# Exercise data
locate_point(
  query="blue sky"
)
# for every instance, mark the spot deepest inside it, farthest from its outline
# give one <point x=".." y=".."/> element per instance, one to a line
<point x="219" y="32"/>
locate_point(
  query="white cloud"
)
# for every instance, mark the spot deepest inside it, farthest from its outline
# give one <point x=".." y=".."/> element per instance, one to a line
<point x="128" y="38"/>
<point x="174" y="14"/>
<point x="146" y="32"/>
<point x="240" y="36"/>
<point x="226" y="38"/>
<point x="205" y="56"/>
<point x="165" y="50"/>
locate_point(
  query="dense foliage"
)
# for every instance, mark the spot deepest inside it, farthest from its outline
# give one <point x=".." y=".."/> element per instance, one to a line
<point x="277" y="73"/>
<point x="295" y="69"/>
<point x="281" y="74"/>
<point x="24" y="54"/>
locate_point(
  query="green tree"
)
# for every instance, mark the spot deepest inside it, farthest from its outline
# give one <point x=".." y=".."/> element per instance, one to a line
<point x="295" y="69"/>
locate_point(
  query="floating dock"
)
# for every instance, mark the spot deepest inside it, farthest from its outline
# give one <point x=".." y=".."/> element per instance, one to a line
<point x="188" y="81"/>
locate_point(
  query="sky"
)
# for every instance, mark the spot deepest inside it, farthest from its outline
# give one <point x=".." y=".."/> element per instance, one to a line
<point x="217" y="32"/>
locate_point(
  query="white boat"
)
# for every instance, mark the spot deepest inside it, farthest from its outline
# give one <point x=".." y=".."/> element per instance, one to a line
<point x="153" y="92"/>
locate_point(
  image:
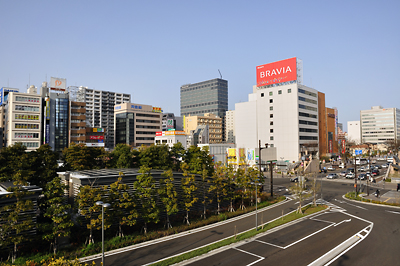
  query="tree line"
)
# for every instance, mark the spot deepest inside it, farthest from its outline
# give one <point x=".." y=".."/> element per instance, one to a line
<point x="203" y="182"/>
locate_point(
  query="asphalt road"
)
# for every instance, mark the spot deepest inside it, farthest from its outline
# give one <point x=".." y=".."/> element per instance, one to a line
<point x="379" y="247"/>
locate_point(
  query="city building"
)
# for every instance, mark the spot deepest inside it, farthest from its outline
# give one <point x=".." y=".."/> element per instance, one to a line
<point x="171" y="137"/>
<point x="354" y="131"/>
<point x="215" y="126"/>
<point x="281" y="112"/>
<point x="136" y="124"/>
<point x="230" y="126"/>
<point x="100" y="109"/>
<point x="171" y="122"/>
<point x="378" y="125"/>
<point x="23" y="116"/>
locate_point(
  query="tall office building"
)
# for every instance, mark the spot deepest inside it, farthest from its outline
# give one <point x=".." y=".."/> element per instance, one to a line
<point x="378" y="125"/>
<point x="100" y="109"/>
<point x="281" y="112"/>
<point x="209" y="96"/>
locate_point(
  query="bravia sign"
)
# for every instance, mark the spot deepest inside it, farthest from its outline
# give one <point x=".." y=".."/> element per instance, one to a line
<point x="277" y="72"/>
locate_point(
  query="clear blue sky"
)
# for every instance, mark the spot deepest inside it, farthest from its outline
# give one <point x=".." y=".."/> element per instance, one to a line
<point x="350" y="49"/>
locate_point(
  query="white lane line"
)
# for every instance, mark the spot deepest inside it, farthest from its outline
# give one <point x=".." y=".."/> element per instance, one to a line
<point x="244" y="251"/>
<point x="344" y="221"/>
<point x="263" y="242"/>
<point x="393" y="212"/>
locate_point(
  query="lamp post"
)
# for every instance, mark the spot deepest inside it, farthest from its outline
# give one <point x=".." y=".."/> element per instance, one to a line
<point x="103" y="205"/>
<point x="257" y="184"/>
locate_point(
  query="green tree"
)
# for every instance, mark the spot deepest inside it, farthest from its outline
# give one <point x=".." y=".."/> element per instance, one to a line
<point x="188" y="185"/>
<point x="86" y="204"/>
<point x="123" y="204"/>
<point x="168" y="195"/>
<point x="219" y="184"/>
<point x="146" y="192"/>
<point x="58" y="212"/>
<point x="16" y="218"/>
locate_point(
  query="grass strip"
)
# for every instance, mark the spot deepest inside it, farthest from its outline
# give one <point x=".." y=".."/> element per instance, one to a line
<point x="353" y="196"/>
<point x="307" y="210"/>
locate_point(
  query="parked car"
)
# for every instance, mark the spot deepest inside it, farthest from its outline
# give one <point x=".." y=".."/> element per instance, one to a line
<point x="350" y="175"/>
<point x="332" y="176"/>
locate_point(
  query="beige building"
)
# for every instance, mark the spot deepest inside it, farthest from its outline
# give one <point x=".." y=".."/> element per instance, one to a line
<point x="23" y="119"/>
<point x="136" y="124"/>
<point x="214" y="124"/>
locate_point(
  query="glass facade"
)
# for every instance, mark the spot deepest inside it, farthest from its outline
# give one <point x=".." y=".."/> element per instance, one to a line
<point x="209" y="96"/>
<point x="61" y="120"/>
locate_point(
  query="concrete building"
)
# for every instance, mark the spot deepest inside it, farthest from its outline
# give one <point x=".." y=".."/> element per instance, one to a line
<point x="378" y="125"/>
<point x="354" y="131"/>
<point x="215" y="126"/>
<point x="171" y="137"/>
<point x="230" y="126"/>
<point x="100" y="109"/>
<point x="281" y="112"/>
<point x="136" y="124"/>
<point x="23" y="117"/>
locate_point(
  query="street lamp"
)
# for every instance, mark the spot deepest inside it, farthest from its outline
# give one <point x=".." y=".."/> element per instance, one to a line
<point x="103" y="205"/>
<point x="257" y="184"/>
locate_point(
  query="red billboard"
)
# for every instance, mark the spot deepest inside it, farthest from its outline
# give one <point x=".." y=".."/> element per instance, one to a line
<point x="277" y="72"/>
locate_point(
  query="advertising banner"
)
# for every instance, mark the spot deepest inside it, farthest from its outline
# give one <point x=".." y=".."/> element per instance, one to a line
<point x="277" y="72"/>
<point x="58" y="84"/>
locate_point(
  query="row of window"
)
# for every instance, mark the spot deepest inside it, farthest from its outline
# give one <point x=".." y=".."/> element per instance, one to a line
<point x="26" y="108"/>
<point x="27" y="126"/>
<point x="27" y="99"/>
<point x="26" y="135"/>
<point x="26" y="117"/>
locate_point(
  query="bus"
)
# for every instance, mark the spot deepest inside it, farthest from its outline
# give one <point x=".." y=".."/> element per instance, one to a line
<point x="361" y="161"/>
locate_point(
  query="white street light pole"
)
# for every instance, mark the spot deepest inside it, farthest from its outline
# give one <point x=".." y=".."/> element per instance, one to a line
<point x="103" y="205"/>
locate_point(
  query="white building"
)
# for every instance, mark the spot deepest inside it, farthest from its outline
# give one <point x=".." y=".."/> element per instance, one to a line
<point x="170" y="138"/>
<point x="285" y="117"/>
<point x="23" y="119"/>
<point x="100" y="109"/>
<point x="230" y="126"/>
<point x="378" y="125"/>
<point x="354" y="131"/>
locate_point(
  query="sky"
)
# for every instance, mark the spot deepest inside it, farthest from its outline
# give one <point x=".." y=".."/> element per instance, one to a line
<point x="350" y="49"/>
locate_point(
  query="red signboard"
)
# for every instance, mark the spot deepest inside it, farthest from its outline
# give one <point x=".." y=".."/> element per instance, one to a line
<point x="277" y="72"/>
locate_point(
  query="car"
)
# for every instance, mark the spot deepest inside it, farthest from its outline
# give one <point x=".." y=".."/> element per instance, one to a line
<point x="362" y="177"/>
<point x="350" y="175"/>
<point x="375" y="172"/>
<point x="331" y="168"/>
<point x="332" y="176"/>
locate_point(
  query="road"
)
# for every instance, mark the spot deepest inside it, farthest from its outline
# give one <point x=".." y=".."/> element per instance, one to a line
<point x="302" y="244"/>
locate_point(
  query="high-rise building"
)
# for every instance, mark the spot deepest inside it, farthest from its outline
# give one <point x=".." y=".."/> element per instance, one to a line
<point x="136" y="124"/>
<point x="100" y="109"/>
<point x="379" y="125"/>
<point x="23" y="116"/>
<point x="210" y="96"/>
<point x="230" y="126"/>
<point x="281" y="112"/>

# Instructions to follow
Starting from the data above, filter for lines with "street" and copy each one.

# Response to the exercise
  query="street lamp"
  query="white street light pole"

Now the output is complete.